■ Set task
Copy all of the data below verbatim, keeping every line unchanged.

══ Listed records ══

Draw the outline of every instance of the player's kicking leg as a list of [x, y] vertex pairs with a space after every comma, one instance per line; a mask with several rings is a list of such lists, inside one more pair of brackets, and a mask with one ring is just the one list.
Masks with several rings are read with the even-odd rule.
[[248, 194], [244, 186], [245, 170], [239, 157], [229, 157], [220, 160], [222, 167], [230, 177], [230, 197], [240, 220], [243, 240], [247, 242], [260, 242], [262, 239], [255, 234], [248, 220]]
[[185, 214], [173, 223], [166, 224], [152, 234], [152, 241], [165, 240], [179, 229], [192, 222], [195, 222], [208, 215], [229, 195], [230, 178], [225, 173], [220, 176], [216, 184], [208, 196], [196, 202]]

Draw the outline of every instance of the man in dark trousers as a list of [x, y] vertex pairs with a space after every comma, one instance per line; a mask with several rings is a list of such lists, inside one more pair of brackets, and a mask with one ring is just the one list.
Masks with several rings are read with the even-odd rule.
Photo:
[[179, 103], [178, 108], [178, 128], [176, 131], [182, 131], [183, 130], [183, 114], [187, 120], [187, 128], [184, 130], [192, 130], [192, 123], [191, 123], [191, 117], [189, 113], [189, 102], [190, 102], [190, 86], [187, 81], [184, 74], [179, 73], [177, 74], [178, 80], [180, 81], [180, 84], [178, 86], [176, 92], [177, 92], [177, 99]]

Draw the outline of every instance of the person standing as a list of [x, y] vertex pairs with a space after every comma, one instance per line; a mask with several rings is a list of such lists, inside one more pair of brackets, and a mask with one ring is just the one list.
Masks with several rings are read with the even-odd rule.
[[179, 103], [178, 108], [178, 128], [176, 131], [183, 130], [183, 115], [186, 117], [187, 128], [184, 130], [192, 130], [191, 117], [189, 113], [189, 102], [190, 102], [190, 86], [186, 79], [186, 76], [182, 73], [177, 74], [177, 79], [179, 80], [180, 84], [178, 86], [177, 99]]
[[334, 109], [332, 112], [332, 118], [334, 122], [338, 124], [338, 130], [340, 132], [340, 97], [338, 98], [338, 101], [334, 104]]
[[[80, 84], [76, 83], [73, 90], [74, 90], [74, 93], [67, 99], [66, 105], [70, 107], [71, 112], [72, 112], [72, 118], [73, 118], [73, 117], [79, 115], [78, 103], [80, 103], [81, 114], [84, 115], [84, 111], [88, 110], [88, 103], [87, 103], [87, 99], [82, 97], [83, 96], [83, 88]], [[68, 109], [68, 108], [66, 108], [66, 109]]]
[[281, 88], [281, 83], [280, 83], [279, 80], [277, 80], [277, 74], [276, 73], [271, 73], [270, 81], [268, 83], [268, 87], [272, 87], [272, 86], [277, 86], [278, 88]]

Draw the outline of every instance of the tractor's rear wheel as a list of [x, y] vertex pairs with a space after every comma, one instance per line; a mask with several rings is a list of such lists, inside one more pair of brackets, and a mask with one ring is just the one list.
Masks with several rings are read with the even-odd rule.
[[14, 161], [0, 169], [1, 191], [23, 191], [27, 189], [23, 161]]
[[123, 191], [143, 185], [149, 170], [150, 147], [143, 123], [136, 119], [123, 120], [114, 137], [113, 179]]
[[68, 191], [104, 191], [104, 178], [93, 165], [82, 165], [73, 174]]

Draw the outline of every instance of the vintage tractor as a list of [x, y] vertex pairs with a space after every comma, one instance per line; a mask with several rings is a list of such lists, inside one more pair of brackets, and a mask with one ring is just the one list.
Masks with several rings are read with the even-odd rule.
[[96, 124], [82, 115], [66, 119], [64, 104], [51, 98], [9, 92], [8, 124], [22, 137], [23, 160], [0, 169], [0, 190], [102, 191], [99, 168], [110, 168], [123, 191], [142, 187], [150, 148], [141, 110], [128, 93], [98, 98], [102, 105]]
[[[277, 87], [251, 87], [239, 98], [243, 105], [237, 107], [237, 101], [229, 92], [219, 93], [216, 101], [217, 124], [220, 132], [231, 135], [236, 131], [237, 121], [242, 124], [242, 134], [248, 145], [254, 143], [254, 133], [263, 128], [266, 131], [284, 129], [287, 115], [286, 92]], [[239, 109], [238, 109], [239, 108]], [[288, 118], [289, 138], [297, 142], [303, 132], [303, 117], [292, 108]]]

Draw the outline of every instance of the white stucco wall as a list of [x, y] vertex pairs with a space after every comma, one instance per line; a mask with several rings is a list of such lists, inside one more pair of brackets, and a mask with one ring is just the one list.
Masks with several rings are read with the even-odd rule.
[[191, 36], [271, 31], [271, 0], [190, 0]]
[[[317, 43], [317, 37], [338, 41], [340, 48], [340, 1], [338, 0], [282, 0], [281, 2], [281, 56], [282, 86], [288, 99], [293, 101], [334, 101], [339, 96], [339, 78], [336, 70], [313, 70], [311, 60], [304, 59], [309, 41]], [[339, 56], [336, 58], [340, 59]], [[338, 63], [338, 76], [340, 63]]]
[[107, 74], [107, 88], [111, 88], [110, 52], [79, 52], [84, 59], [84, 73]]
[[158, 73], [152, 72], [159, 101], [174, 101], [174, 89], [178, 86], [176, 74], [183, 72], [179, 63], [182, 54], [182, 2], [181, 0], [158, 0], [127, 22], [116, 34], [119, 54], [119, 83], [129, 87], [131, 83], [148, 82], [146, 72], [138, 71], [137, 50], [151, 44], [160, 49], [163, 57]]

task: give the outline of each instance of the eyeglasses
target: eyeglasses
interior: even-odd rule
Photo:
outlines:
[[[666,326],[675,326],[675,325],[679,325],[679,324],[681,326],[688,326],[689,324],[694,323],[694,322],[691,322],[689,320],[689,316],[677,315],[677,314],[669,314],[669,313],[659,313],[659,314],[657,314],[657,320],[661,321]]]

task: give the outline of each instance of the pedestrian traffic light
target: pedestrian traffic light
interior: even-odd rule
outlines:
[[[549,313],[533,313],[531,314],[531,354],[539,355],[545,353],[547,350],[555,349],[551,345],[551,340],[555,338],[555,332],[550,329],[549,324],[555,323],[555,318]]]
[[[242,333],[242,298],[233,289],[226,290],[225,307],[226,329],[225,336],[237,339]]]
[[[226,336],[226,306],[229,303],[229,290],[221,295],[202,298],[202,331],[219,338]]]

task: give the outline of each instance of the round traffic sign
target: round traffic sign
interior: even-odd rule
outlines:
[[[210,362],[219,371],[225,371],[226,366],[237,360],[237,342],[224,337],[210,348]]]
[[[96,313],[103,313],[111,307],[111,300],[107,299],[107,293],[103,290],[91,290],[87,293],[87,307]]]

═══

■ Output of the exercise
Draw the outline of every instance of the player's kicking leg as a list of [x, y] vertex pairs with a space after every comma, one instance per line; a mask with several rings is a list of such lists, inside one more pair of brackets, and a mask with one ring is just the one list.
Masks with several rings are read with the even-odd rule.
[[248, 194], [244, 186], [245, 170], [239, 157], [229, 157], [220, 160], [222, 167], [230, 177], [230, 197], [240, 220], [243, 240], [247, 242], [260, 242], [262, 239], [255, 234], [248, 220]]
[[185, 214], [173, 223], [166, 224], [152, 234], [152, 241], [165, 240], [179, 229], [192, 222], [195, 222], [208, 215], [229, 195], [230, 178], [225, 173], [220, 176], [216, 184], [208, 196], [196, 202]]

Draw the outline of every instance of the man in dark trousers as a list of [x, y] vertex pairs with a space after every comma, one instance per line; a mask with several rings is a list of such lists, inside one more pair of brackets, and a mask with one ring is just the one list.
Masks with several rings are read with the even-odd rule.
Photo:
[[179, 103], [178, 108], [178, 128], [176, 131], [182, 131], [183, 130], [183, 114], [187, 120], [187, 128], [184, 130], [192, 130], [192, 123], [191, 123], [191, 117], [189, 113], [189, 102], [190, 102], [190, 86], [187, 81], [184, 74], [179, 73], [177, 74], [178, 80], [180, 81], [180, 84], [178, 86], [176, 92], [177, 92], [177, 99]]

Draw the outline of every instance of the person standing as a list of [x, y] vertex pairs with a space after every comma, one instance per line; a mask with several rings is a list of such lists, inside one more pair of brackets, and a mask with one ring is just the one list.
Masks with several rings are read with the even-odd rule.
[[179, 103], [178, 108], [178, 128], [176, 131], [183, 130], [183, 115], [186, 117], [187, 128], [184, 130], [192, 130], [191, 117], [189, 113], [189, 102], [190, 102], [190, 86], [186, 79], [186, 76], [182, 73], [177, 74], [177, 79], [179, 80], [180, 84], [178, 86], [177, 99]]
[[334, 109], [332, 112], [332, 118], [334, 122], [338, 124], [338, 130], [340, 132], [340, 97], [338, 98], [338, 101], [334, 104]]
[[[80, 84], [76, 83], [73, 90], [74, 90], [74, 93], [67, 99], [66, 105], [70, 107], [71, 112], [72, 112], [72, 118], [73, 118], [73, 117], [79, 115], [78, 103], [80, 103], [81, 114], [84, 115], [84, 111], [88, 110], [88, 103], [87, 103], [87, 99], [82, 97], [83, 96], [83, 88]], [[68, 109], [68, 108], [66, 108], [66, 109]]]
[[281, 88], [281, 83], [280, 83], [279, 80], [277, 80], [277, 74], [276, 73], [271, 73], [270, 81], [268, 83], [268, 87], [272, 87], [272, 86], [277, 86], [278, 88]]

Draw the outline of every instance of the tractor's rear wheel as a list of [x, y] vertex pairs with a space after every comma, one instance per line; a mask with several rings is a list of such lists, inside one more pair of brackets, and a mask with one ring is just the one list.
Masks with several rings are read with the even-odd rule.
[[14, 161], [0, 169], [1, 191], [23, 191], [27, 189], [23, 161]]
[[123, 191], [143, 185], [149, 170], [150, 147], [143, 123], [136, 119], [123, 120], [114, 137], [113, 179]]
[[68, 191], [104, 191], [104, 178], [93, 165], [82, 165], [73, 174]]

Draw the outline of every instance of the vintage tractor as a list of [x, y] vertex pairs with a space after every comma, one instance per line; a mask with several rings is a list of such lists, inside one more pair of brackets, and a mask with one ring is just the one list.
Masks with several rings are read with the even-odd rule.
[[96, 124], [82, 115], [66, 119], [64, 104], [51, 98], [9, 92], [8, 124], [22, 137], [23, 160], [0, 169], [0, 190], [102, 191], [99, 168], [110, 168], [123, 191], [142, 187], [150, 148], [141, 110], [128, 93], [98, 98], [102, 105]]
[[[277, 87], [251, 87], [239, 98], [243, 105], [237, 107], [237, 101], [229, 92], [219, 93], [216, 101], [217, 124], [220, 132], [231, 135], [236, 131], [237, 121], [242, 124], [242, 134], [248, 145], [254, 143], [254, 133], [263, 128], [266, 131], [284, 129], [287, 115], [286, 92]], [[239, 109], [238, 109], [239, 108]], [[288, 118], [289, 138], [297, 142], [303, 132], [303, 117], [292, 108]]]

Draw the outline of every instance of the white stucco wall as a list of [x, y] vertex pairs with a space after every comma, one instance per line; a mask with several rings is a list of such lists, inside one more pair of brackets, and a mask with one ring is just the one list.
Masks with several rings are read with the even-odd rule.
[[191, 36], [271, 31], [271, 0], [190, 0]]
[[[317, 43], [317, 37], [338, 41], [340, 48], [340, 1], [338, 0], [282, 0], [281, 2], [281, 56], [282, 86], [288, 99], [293, 101], [334, 101], [339, 96], [339, 78], [336, 70], [313, 70], [311, 60], [304, 59], [309, 41]], [[339, 56], [336, 58], [340, 59]], [[338, 63], [338, 76], [340, 63]]]
[[107, 74], [107, 88], [111, 88], [110, 52], [79, 52], [84, 59], [84, 73]]
[[158, 73], [152, 72], [159, 101], [174, 101], [174, 89], [178, 86], [176, 74], [183, 72], [179, 63], [182, 54], [182, 2], [181, 0], [158, 0], [127, 22], [116, 34], [119, 54], [119, 83], [129, 87], [131, 83], [148, 82], [146, 72], [138, 71], [137, 50], [151, 44], [160, 49], [163, 57]]

task: give the outline of each instance of the eyeglasses
target: eyeglasses
interior: even-odd rule
Photo:
outlines:
[[[666,326],[675,326],[675,325],[679,325],[679,324],[681,326],[688,326],[689,324],[694,323],[694,322],[691,322],[689,320],[689,316],[677,315],[677,314],[669,314],[669,313],[659,313],[659,314],[657,314],[657,320],[661,321]]]

task: give the outline of each instance of the pedestrian traffic light
target: pedestrian traffic light
interior: even-odd rule
outlines:
[[[549,313],[533,313],[531,314],[531,354],[539,355],[545,353],[547,350],[555,349],[551,345],[551,340],[555,338],[555,332],[550,329],[549,324],[555,323],[555,318]]]
[[[242,333],[242,298],[233,289],[226,290],[225,307],[226,329],[225,336],[237,339]]]
[[[226,336],[226,306],[229,303],[229,290],[221,295],[202,298],[202,331],[219,338]]]

task: give the outline of each instance of the round traffic sign
target: round traffic sign
interior: even-odd rule
outlines:
[[[210,362],[219,371],[225,371],[226,366],[237,360],[237,342],[224,337],[210,348]]]
[[[96,313],[103,313],[111,307],[111,300],[107,299],[107,293],[103,290],[91,290],[87,293],[87,307]]]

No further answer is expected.